Extract to read:
--------------------------------

Stella's Place
- Formation: 2013
- Founder: Donna Green
- Headquarters: Toronto
- Executive Director: Nzinga Walker
- Website: https://stellasplace.ca/

= Stella's Place =

Toronto youth mental health charity

Stella’s Place is a Toronto-based young adult mental health center and charity. It is the only youth mental health charity in Toronto that provides services for people aged between 18 and 29 years.

== Organization and activities ==
Stella's Place is a young adult mental health hub located in Toronto that provides clinical services, counselling, mentoring, employment and drop-in support services to about 800 youth annually. It is the only youth mental health charity in Toronto that provides services for people aged between 18 and 29 years.

Therapy provided by the peer-counsellors includes an adapted dialectical behavior therapy program.. The Centre offers educational workshops on mental health topics related to peer support, supervision, dialectical behavior therapy, recovery, facilitative practice, and active listening through its Learning and Educational Department.

The organization was founded in 2013 by Donna Green and moved to a larger location in Toronto's Queen West area in 2020. Green opened the charity after struggling to find support for the mental health needs of her daughter, Stella.

The Centre works in partnership with City of Toronto and is funded by the federal government of Canada.

--------------------------------

Record set:
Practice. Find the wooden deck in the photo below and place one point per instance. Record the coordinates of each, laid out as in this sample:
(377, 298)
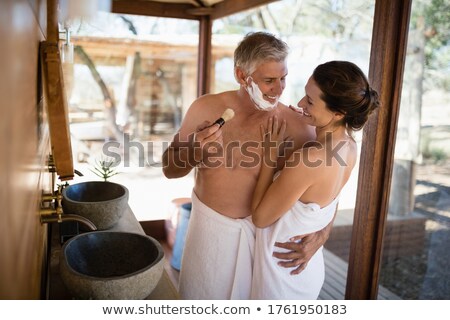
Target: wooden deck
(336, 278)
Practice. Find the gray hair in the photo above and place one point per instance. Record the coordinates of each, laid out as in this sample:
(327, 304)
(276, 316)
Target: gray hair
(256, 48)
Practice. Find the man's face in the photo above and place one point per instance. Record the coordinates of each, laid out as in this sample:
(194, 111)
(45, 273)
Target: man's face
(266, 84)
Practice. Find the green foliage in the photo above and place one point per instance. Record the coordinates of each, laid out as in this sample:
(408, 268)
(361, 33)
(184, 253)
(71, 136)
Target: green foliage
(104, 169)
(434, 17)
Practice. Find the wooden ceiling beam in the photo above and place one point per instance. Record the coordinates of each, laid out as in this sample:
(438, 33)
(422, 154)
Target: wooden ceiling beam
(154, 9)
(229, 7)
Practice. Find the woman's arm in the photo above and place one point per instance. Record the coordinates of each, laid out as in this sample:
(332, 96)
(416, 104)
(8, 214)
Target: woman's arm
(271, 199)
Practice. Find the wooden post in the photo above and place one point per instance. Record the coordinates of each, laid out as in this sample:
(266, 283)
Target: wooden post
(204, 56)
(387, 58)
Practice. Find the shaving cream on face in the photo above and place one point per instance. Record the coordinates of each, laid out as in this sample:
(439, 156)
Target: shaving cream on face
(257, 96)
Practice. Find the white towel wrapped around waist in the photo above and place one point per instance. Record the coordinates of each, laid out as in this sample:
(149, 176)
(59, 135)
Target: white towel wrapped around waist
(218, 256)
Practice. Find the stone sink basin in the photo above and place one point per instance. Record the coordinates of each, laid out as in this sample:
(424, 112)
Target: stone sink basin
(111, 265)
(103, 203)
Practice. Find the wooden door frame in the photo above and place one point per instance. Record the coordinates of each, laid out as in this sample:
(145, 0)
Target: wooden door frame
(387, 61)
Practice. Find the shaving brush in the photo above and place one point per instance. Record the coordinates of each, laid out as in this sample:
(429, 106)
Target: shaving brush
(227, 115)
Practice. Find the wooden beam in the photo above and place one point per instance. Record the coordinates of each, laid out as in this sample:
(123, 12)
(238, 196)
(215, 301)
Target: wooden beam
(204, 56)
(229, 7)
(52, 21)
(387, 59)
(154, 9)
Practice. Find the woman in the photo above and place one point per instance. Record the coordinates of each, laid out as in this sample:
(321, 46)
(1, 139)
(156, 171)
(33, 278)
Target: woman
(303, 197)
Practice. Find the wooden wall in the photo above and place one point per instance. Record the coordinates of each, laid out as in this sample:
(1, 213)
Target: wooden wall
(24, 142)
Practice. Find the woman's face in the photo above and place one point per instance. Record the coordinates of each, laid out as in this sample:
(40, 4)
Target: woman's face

--------------------------------

Brief:
In the article on Stella's Place, turn the paragraph beginning "The organization was founded in 2013" into a bulleted list of its main facts. The listing above comes from a different source than the article on Stella's Place.

Solution for this problem:
- Founded in 2013 by Donna Green
- Green opened it after struggling to find support for the mental health needs of her daughter, Stella
- Moved to a larger location in Toronto's Queen West area in 2020